_GOAL OF THE EXERCISE_
Everything from the line holding "point: woman's face" to the end of the listing below should be copied exactly, line for line, minus the pictures.

# # # #

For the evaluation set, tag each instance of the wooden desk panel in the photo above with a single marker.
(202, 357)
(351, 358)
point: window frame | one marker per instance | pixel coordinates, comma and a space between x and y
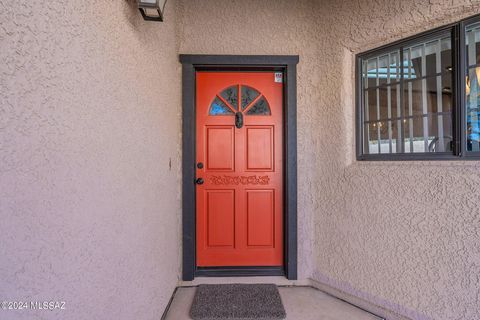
457, 31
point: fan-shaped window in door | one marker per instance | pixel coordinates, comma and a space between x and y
229, 101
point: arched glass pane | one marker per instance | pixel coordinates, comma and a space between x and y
219, 108
260, 108
248, 95
231, 96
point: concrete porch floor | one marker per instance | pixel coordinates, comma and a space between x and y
301, 303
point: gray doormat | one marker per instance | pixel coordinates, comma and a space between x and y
237, 302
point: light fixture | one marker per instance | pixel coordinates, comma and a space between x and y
152, 10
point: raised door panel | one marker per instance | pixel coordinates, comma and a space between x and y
260, 148
220, 151
260, 218
220, 209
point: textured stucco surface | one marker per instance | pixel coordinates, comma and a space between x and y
89, 156
89, 159
401, 235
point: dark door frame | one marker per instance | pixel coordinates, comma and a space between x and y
288, 66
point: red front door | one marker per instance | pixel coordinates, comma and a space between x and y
239, 159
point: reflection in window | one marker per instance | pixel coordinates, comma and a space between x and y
248, 95
472, 39
417, 119
219, 108
231, 96
260, 108
253, 103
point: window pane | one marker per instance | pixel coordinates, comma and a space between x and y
413, 97
428, 59
248, 95
414, 135
231, 96
218, 108
473, 44
473, 108
408, 99
394, 67
260, 108
371, 135
371, 104
383, 69
372, 73
384, 102
384, 137
440, 133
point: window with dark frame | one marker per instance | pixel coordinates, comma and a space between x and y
419, 98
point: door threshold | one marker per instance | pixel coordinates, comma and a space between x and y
239, 271
277, 280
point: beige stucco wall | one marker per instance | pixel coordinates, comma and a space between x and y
401, 235
89, 159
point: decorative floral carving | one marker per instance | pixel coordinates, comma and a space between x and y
245, 180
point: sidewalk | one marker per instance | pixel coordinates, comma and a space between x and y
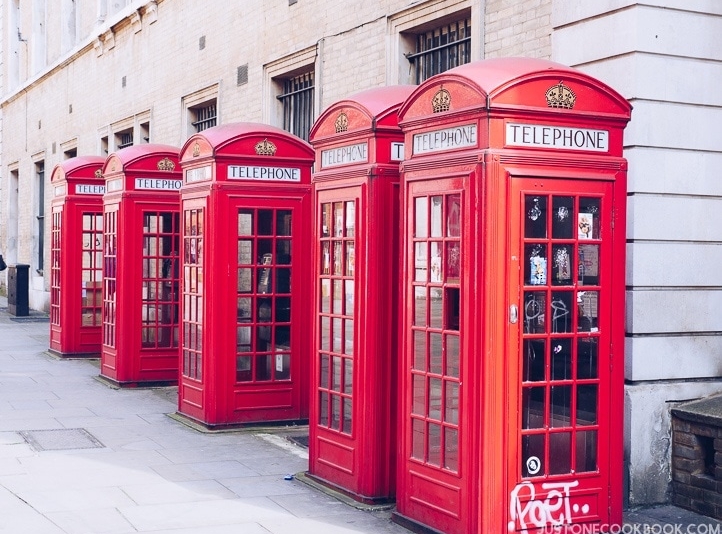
79, 457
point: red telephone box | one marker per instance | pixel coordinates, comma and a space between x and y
352, 423
246, 209
513, 327
140, 273
76, 268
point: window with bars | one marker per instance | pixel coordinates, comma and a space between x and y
204, 116
297, 100
124, 139
441, 49
40, 174
192, 344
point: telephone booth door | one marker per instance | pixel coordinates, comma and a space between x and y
437, 384
353, 420
141, 266
246, 209
76, 257
560, 401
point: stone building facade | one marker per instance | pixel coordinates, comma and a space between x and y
81, 77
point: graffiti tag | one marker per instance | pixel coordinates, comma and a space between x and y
533, 512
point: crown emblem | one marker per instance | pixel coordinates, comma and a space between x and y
265, 148
560, 96
166, 165
341, 123
441, 101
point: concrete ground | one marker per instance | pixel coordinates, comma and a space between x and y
80, 457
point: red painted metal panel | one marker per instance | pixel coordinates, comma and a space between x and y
141, 245
352, 422
246, 210
76, 267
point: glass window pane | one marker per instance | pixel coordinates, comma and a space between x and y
586, 449
587, 357
418, 439
535, 266
560, 453
418, 390
348, 376
563, 266
453, 215
338, 225
563, 217
587, 405
350, 219
532, 455
588, 305
561, 312
534, 360
420, 262
451, 449
265, 222
435, 398
245, 222
535, 222
452, 355
325, 364
535, 313
435, 353
420, 350
561, 359
325, 295
436, 220
532, 415
451, 403
437, 308
434, 444
560, 406
421, 224
347, 415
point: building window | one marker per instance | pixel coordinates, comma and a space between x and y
40, 177
203, 116
124, 139
297, 100
440, 49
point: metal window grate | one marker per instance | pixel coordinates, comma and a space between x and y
297, 100
441, 49
205, 117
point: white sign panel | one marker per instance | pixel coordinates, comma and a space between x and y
89, 189
198, 174
277, 174
344, 155
546, 136
163, 184
446, 139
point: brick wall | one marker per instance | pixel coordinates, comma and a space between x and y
697, 467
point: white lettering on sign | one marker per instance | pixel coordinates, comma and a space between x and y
545, 136
278, 174
89, 189
198, 174
114, 185
158, 183
344, 155
446, 139
397, 151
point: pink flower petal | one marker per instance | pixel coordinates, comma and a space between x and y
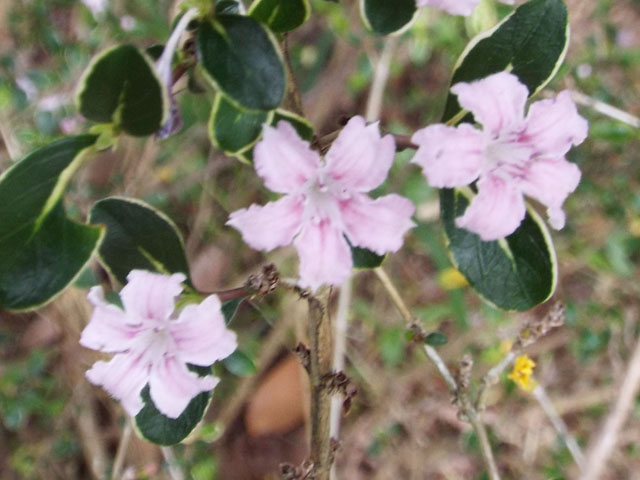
449, 156
109, 329
496, 211
270, 226
550, 181
283, 160
172, 386
496, 101
454, 7
123, 377
325, 257
554, 125
151, 296
359, 158
200, 334
378, 225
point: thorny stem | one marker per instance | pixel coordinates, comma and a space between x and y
319, 367
466, 405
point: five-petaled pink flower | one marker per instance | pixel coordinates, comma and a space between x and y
511, 156
455, 7
325, 200
153, 348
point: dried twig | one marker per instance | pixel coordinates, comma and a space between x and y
530, 333
459, 387
604, 441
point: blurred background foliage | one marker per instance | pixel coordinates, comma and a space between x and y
54, 425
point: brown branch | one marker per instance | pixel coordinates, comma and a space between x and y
319, 368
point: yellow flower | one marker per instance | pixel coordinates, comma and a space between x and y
522, 371
451, 279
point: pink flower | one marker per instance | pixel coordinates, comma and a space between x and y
151, 347
455, 7
511, 156
325, 200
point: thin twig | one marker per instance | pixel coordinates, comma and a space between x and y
483, 440
605, 440
293, 93
491, 378
409, 320
340, 347
465, 403
121, 452
540, 394
605, 109
175, 472
380, 77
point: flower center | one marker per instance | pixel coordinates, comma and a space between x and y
322, 199
507, 157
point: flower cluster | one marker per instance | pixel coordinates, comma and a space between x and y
325, 210
510, 157
153, 348
325, 207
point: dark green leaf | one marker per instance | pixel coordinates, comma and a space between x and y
232, 129
121, 86
227, 6
436, 339
47, 262
138, 237
160, 429
384, 16
531, 43
243, 60
281, 15
229, 309
31, 272
363, 258
515, 273
240, 364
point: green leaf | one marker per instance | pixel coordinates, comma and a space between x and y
229, 309
384, 16
531, 43
240, 364
47, 262
436, 339
300, 124
281, 15
227, 6
363, 258
121, 86
39, 247
242, 59
158, 428
138, 237
514, 273
518, 272
234, 130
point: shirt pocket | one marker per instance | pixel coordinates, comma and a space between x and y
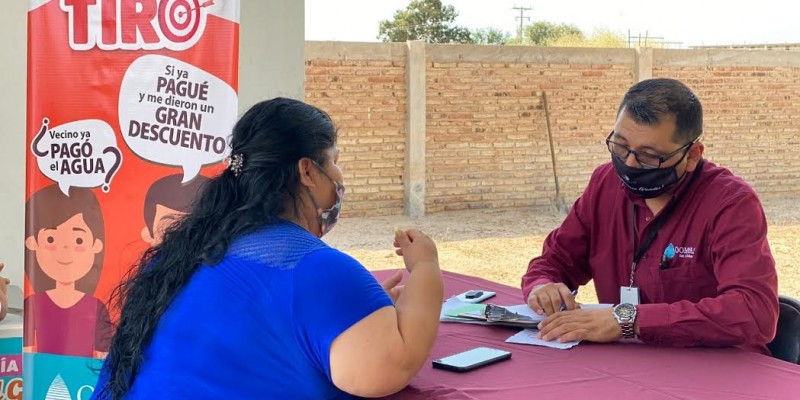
679, 281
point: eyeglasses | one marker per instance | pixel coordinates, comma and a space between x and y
645, 160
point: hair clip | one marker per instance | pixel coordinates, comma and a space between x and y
236, 164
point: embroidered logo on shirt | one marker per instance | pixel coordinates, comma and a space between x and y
685, 251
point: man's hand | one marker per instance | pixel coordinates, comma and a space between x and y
592, 325
392, 286
549, 297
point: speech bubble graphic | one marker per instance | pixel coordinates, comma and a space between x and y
80, 153
173, 113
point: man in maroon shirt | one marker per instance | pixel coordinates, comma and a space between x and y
678, 243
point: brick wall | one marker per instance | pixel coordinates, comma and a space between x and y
363, 88
486, 133
751, 112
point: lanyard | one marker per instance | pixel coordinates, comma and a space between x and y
657, 224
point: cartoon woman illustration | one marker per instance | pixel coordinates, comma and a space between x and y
64, 237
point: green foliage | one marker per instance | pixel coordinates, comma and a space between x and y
543, 33
600, 38
426, 20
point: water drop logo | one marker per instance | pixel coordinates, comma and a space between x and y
58, 390
669, 252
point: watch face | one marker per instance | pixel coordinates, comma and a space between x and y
625, 311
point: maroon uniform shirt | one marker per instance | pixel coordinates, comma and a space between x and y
721, 287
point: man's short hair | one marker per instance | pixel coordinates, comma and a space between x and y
649, 101
171, 193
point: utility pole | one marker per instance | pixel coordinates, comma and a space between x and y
521, 19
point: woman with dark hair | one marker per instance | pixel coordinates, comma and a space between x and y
242, 300
64, 241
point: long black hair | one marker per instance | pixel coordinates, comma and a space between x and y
271, 137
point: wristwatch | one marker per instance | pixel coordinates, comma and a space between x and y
625, 314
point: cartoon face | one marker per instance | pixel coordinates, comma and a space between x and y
164, 217
66, 253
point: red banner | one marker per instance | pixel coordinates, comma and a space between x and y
130, 104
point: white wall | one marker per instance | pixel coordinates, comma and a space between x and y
272, 50
13, 42
272, 39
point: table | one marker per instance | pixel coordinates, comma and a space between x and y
592, 371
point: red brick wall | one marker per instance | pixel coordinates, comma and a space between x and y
751, 121
486, 135
367, 101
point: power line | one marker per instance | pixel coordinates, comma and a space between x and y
521, 19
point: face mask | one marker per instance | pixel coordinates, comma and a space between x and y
646, 183
328, 217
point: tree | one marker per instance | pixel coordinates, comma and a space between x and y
490, 36
427, 20
600, 38
543, 33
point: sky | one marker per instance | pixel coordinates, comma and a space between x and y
690, 22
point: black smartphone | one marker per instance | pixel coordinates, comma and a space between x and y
471, 359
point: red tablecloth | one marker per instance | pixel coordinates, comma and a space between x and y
592, 371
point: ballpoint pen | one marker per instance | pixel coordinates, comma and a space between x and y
564, 305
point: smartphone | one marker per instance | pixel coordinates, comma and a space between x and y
475, 296
471, 359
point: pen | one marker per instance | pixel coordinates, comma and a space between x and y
563, 305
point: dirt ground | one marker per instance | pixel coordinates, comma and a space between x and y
497, 244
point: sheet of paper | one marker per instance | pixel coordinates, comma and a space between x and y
529, 336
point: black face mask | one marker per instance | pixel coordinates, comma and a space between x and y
647, 183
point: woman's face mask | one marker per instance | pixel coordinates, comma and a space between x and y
328, 217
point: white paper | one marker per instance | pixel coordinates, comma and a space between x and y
530, 336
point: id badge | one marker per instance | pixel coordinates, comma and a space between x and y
629, 294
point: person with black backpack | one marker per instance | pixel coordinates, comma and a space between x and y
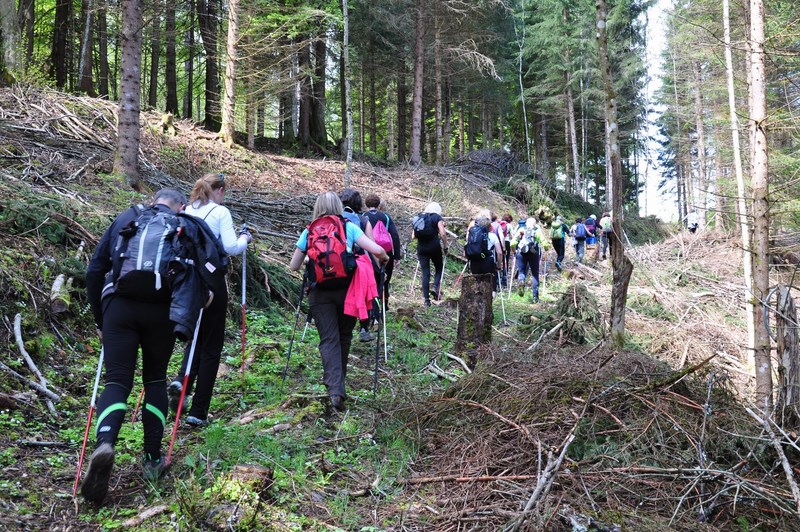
483, 249
206, 200
131, 307
328, 242
428, 229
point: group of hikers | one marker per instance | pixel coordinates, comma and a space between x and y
158, 273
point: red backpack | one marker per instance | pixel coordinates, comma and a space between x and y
330, 264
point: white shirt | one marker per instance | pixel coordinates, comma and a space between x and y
220, 222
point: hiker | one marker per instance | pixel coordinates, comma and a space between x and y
432, 241
558, 232
531, 243
205, 202
129, 317
692, 221
483, 249
327, 300
606, 233
579, 233
377, 214
353, 205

# # # #

_WRITTEN REPLY_
point: woman's face mask | one marker per instance | pixel coordinates, comma and a space between x and y
328, 217
point: white paper | one marker per instance | pixel coordinates, comma and a space between x and y
530, 336
point: id badge | one marker per instance | pixel coordinates, comma and a space between x and y
629, 294
point: person with black backpack | one marker per instance | pixel coordinates, comma and a space between x and y
483, 249
206, 200
131, 307
328, 242
428, 229
point: group of hikers | one marker per instance | pixel coordinates, comma and a space between x and y
158, 273
point: red backpack | one marker per instance | pixel coordinates, comma and a space between x and y
330, 264
point: white shirt | one marker per instance | pixel coordinates, comma and a space between x and y
220, 222
point: hiker | one marker per instance | pixel coordinates, comma and a space between x and y
432, 241
558, 232
531, 243
205, 202
129, 317
692, 221
483, 249
327, 300
606, 233
579, 233
377, 214
353, 205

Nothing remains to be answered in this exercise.